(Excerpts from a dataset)
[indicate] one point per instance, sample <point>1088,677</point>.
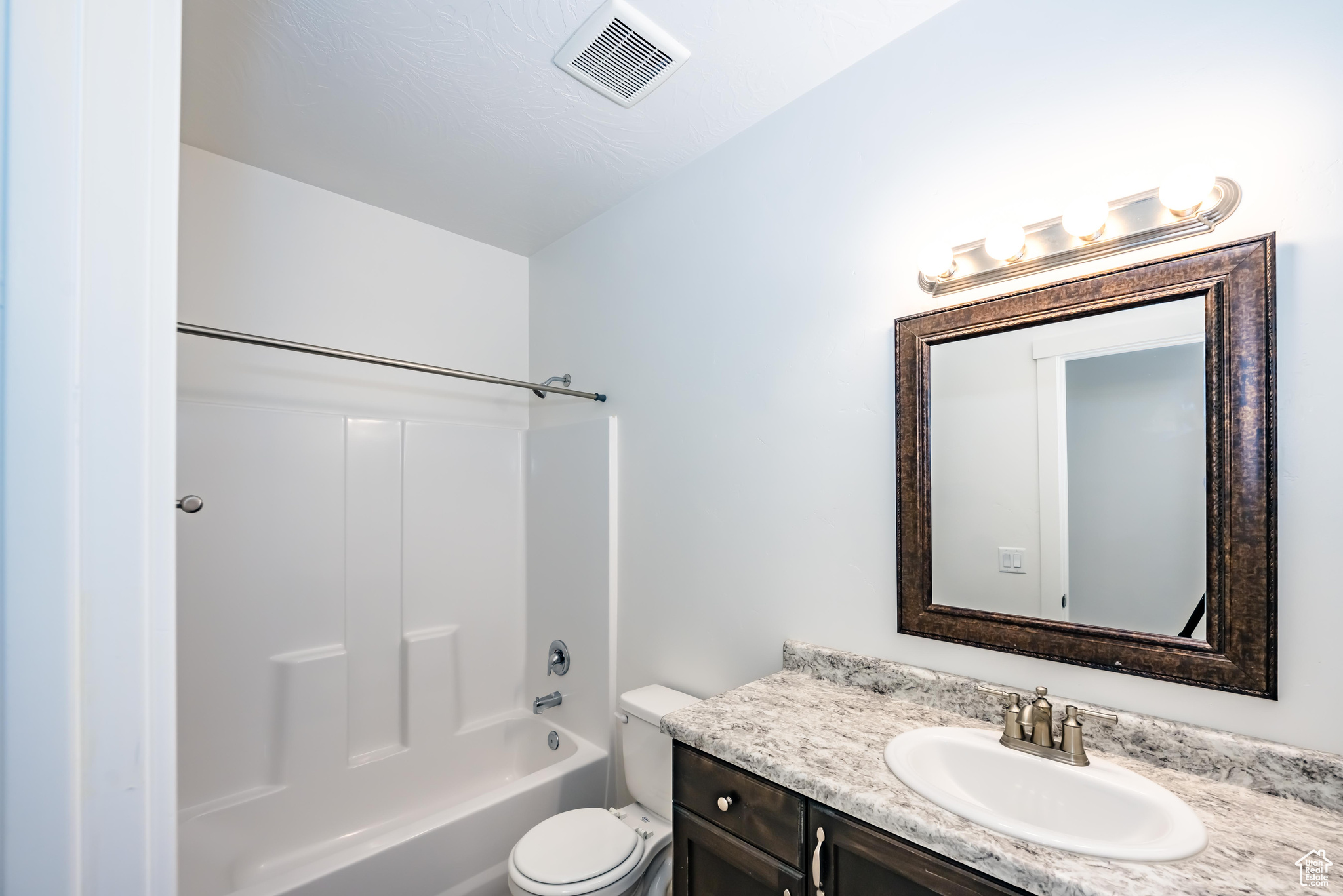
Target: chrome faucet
<point>1030,728</point>
<point>547,701</point>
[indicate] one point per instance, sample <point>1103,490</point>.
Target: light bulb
<point>1085,218</point>
<point>936,261</point>
<point>1186,188</point>
<point>1006,242</point>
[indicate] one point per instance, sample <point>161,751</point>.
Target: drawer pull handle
<point>816,860</point>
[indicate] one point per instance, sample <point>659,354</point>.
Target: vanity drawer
<point>761,813</point>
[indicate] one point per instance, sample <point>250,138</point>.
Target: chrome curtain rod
<point>210,332</point>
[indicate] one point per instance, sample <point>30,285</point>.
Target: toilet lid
<point>574,846</point>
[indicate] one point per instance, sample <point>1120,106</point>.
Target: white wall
<point>270,256</point>
<point>739,315</point>
<point>89,281</point>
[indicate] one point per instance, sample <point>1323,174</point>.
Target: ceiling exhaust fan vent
<point>621,54</point>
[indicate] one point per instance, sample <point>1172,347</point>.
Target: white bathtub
<point>394,830</point>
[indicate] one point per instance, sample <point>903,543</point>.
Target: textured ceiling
<point>453,113</point>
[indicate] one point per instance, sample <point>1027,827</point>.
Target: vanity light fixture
<point>936,261</point>
<point>1192,201</point>
<point>1085,216</point>
<point>1006,242</point>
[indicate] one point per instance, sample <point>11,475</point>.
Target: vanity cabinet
<point>740,834</point>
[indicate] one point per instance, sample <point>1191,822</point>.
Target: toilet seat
<point>575,852</point>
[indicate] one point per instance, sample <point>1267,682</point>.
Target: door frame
<point>90,286</point>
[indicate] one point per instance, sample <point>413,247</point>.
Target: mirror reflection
<point>1068,471</point>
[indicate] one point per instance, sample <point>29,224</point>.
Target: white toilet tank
<point>647,750</point>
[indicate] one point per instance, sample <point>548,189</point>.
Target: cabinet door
<point>711,861</point>
<point>858,860</point>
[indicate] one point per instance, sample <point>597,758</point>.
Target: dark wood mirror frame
<point>1241,649</point>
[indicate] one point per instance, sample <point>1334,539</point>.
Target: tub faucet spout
<point>547,701</point>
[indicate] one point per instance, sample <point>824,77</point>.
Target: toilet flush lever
<point>547,701</point>
<point>557,660</point>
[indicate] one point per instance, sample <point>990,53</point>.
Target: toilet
<point>611,852</point>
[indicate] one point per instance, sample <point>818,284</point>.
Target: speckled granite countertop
<point>820,727</point>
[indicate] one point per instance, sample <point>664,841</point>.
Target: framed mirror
<point>1087,471</point>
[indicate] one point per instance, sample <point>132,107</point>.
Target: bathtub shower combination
<point>355,693</point>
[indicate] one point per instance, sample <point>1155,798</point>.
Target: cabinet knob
<point>816,860</point>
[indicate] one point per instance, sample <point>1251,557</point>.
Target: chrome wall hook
<point>562,381</point>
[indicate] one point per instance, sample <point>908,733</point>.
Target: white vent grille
<point>621,54</point>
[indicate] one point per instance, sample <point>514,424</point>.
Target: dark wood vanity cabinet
<point>743,836</point>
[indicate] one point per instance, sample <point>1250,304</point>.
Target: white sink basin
<point>1098,810</point>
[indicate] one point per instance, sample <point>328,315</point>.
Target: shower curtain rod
<point>210,332</point>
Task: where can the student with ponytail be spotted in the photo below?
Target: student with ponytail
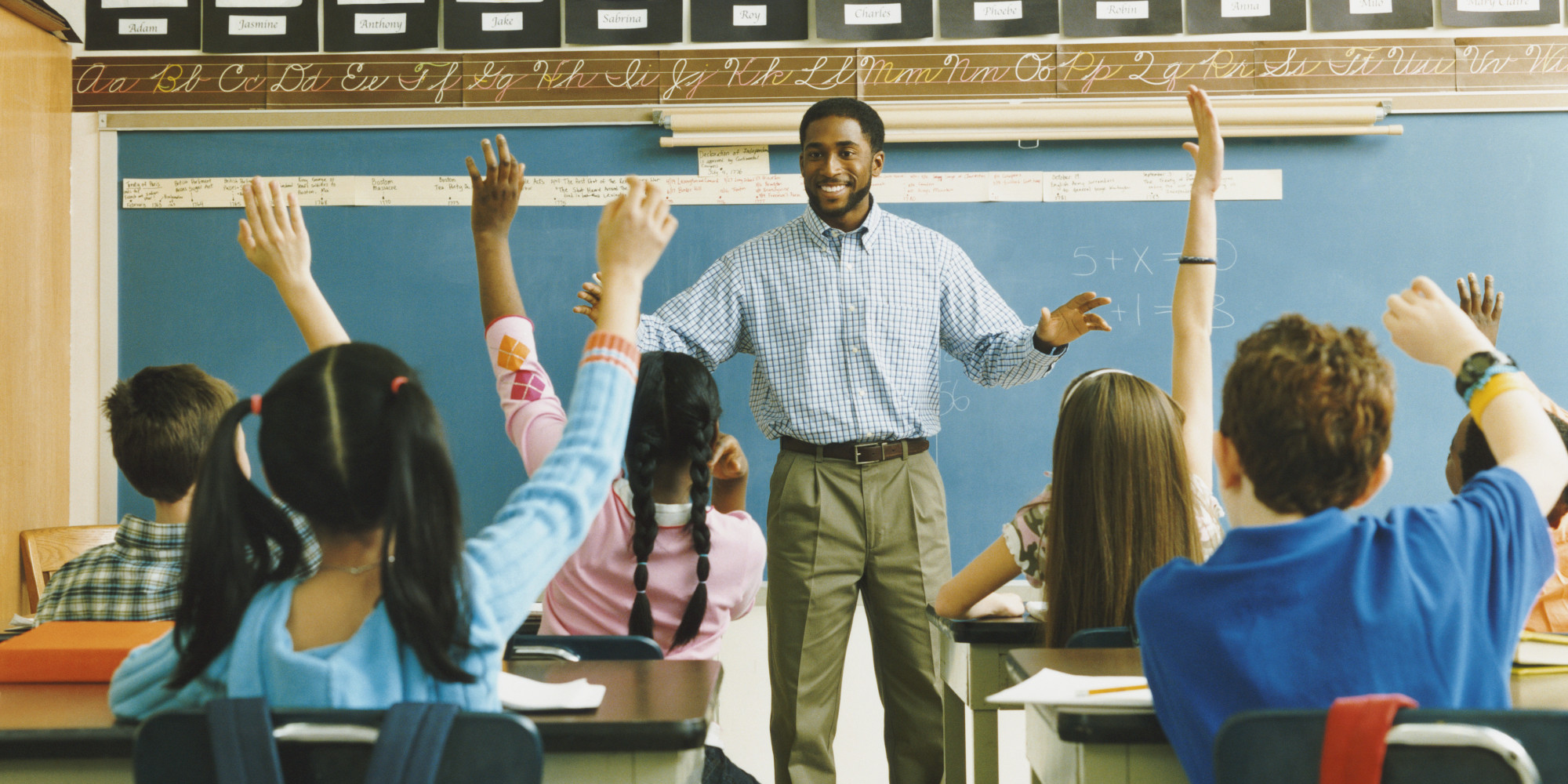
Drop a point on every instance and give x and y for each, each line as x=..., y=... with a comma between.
x=402, y=609
x=672, y=554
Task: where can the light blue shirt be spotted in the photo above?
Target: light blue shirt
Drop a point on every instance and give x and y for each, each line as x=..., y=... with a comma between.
x=849, y=327
x=506, y=568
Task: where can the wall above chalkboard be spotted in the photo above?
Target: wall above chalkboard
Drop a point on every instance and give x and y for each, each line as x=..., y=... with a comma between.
x=800, y=76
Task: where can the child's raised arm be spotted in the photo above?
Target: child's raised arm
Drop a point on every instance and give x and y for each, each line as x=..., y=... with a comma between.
x=1192, y=313
x=275, y=241
x=495, y=206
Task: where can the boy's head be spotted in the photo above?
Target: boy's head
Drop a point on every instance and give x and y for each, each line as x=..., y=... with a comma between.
x=159, y=423
x=1308, y=410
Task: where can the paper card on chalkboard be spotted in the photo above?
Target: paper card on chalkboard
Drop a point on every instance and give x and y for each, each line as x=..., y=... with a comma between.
x=1120, y=18
x=874, y=20
x=1371, y=15
x=380, y=26
x=231, y=27
x=623, y=21
x=1246, y=16
x=749, y=21
x=514, y=24
x=1500, y=13
x=143, y=24
x=998, y=18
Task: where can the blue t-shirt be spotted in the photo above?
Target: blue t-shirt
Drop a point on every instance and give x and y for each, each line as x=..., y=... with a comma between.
x=1428, y=601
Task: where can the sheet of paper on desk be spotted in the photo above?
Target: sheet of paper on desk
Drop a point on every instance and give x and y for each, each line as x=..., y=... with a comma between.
x=523, y=694
x=1051, y=688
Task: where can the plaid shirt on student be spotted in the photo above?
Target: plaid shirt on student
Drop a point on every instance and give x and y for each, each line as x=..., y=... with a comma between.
x=137, y=578
x=849, y=327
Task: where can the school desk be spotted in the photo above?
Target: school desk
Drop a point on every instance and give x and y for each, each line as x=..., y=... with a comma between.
x=650, y=728
x=1086, y=747
x=971, y=666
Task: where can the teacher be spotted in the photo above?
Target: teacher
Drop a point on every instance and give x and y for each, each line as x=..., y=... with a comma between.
x=848, y=311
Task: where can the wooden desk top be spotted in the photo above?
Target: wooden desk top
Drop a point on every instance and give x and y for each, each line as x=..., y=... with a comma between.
x=648, y=706
x=989, y=631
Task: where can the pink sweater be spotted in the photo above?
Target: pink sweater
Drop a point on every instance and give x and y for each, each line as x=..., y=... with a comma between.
x=593, y=592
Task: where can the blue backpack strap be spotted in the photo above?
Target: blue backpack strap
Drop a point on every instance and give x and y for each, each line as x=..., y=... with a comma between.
x=244, y=750
x=413, y=738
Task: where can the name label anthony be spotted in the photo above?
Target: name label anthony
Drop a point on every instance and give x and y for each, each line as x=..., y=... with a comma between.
x=874, y=15
x=1122, y=10
x=143, y=27
x=380, y=24
x=1371, y=7
x=992, y=12
x=1498, y=7
x=501, y=21
x=750, y=16
x=1233, y=9
x=258, y=26
x=631, y=20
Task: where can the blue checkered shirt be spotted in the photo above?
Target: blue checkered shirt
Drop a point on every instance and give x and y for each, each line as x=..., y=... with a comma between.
x=849, y=327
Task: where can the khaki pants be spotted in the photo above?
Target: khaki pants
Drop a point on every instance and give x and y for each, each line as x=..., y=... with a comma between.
x=838, y=531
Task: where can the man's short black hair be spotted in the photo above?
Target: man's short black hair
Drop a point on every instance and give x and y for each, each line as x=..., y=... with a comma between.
x=851, y=109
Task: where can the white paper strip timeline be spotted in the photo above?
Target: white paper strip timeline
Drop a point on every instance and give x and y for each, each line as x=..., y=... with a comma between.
x=713, y=189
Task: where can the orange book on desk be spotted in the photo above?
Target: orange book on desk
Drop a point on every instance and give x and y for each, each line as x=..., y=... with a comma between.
x=74, y=652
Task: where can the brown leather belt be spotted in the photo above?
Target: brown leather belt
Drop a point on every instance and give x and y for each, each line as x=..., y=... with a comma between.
x=858, y=454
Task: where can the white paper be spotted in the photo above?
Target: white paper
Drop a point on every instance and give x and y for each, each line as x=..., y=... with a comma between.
x=1122, y=10
x=1498, y=7
x=992, y=12
x=258, y=26
x=750, y=16
x=1240, y=9
x=1050, y=688
x=380, y=24
x=143, y=27
x=623, y=20
x=874, y=13
x=523, y=694
x=733, y=161
x=1371, y=7
x=501, y=21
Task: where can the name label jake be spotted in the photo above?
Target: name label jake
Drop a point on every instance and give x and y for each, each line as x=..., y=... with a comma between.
x=874, y=13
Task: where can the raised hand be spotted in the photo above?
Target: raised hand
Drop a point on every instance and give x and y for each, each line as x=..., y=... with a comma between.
x=1486, y=310
x=498, y=191
x=730, y=462
x=1208, y=154
x=1073, y=321
x=1431, y=328
x=274, y=236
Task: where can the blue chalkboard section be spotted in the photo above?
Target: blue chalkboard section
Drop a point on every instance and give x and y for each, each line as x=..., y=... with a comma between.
x=1360, y=219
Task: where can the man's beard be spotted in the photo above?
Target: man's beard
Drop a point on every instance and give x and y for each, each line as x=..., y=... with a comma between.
x=849, y=205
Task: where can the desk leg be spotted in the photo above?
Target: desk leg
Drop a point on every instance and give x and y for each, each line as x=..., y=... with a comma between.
x=987, y=753
x=956, y=744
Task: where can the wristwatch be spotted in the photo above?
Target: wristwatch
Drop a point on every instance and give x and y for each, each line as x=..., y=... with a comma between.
x=1476, y=366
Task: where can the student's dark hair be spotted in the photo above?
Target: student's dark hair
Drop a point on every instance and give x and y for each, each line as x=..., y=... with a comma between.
x=1476, y=456
x=849, y=109
x=675, y=419
x=352, y=452
x=1310, y=410
x=161, y=423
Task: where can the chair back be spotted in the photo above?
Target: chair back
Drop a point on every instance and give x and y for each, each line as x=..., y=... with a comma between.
x=1426, y=747
x=336, y=747
x=45, y=551
x=1106, y=637
x=586, y=648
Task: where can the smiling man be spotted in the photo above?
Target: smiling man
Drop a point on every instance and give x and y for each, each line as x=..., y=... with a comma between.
x=848, y=311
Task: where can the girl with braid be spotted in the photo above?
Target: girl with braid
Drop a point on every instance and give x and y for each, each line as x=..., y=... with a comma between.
x=672, y=554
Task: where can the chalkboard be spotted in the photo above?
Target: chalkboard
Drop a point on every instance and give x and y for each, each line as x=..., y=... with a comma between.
x=1359, y=220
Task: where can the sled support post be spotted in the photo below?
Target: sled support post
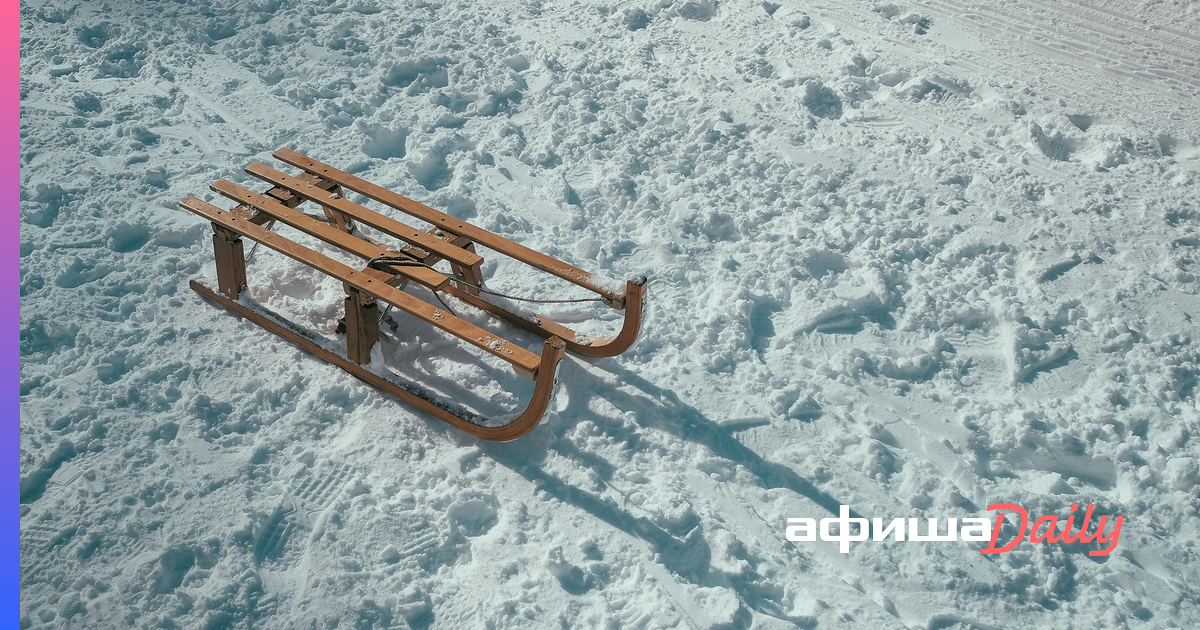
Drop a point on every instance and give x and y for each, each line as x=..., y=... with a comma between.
x=231, y=261
x=361, y=325
x=473, y=275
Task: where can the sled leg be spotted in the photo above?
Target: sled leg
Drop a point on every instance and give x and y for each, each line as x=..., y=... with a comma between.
x=231, y=261
x=543, y=390
x=472, y=275
x=361, y=327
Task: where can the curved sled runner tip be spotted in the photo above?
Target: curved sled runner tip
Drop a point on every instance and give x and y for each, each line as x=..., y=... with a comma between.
x=543, y=389
x=597, y=347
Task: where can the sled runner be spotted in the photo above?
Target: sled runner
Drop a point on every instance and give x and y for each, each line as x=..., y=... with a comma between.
x=388, y=270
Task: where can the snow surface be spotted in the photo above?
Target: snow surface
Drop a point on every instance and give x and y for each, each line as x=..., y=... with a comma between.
x=916, y=258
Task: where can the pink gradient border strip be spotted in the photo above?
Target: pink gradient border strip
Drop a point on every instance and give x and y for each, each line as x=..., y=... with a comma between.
x=10, y=311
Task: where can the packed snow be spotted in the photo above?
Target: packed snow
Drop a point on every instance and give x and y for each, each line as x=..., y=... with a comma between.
x=912, y=258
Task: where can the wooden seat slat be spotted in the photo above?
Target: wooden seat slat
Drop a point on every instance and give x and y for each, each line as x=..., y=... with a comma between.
x=365, y=215
x=426, y=276
x=449, y=223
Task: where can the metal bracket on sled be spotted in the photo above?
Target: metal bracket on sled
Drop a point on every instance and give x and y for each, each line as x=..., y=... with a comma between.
x=387, y=273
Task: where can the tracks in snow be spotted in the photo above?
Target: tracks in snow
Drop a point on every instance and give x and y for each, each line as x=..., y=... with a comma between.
x=1163, y=60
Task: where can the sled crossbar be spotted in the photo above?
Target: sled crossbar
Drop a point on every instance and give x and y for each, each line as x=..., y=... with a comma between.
x=364, y=282
x=387, y=271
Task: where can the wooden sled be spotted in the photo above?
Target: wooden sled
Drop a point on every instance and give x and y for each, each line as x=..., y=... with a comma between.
x=388, y=270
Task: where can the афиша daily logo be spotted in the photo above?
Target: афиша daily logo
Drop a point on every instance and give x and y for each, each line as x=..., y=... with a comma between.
x=1045, y=529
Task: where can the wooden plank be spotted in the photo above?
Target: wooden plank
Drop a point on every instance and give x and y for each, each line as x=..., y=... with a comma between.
x=449, y=223
x=430, y=277
x=519, y=357
x=365, y=215
x=543, y=389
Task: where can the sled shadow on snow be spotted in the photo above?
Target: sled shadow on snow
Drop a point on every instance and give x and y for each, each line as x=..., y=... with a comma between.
x=681, y=547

[PROBLEM]: Would you copy out exactly the lines above that start at the one containing "instance, sample <point>664,841</point>." and end at the one containing "instance, sample <point>1155,798</point>.", inclusive?

[ANSWER SECTION]:
[indicate] one point per instance, sample <point>664,841</point>.
Target: framed mirror
<point>1087,471</point>
[indicate] one point per instance, sample <point>132,107</point>.
Target: bathtub shower combination
<point>355,693</point>
[indicate] one point per instance, sample <point>1155,798</point>.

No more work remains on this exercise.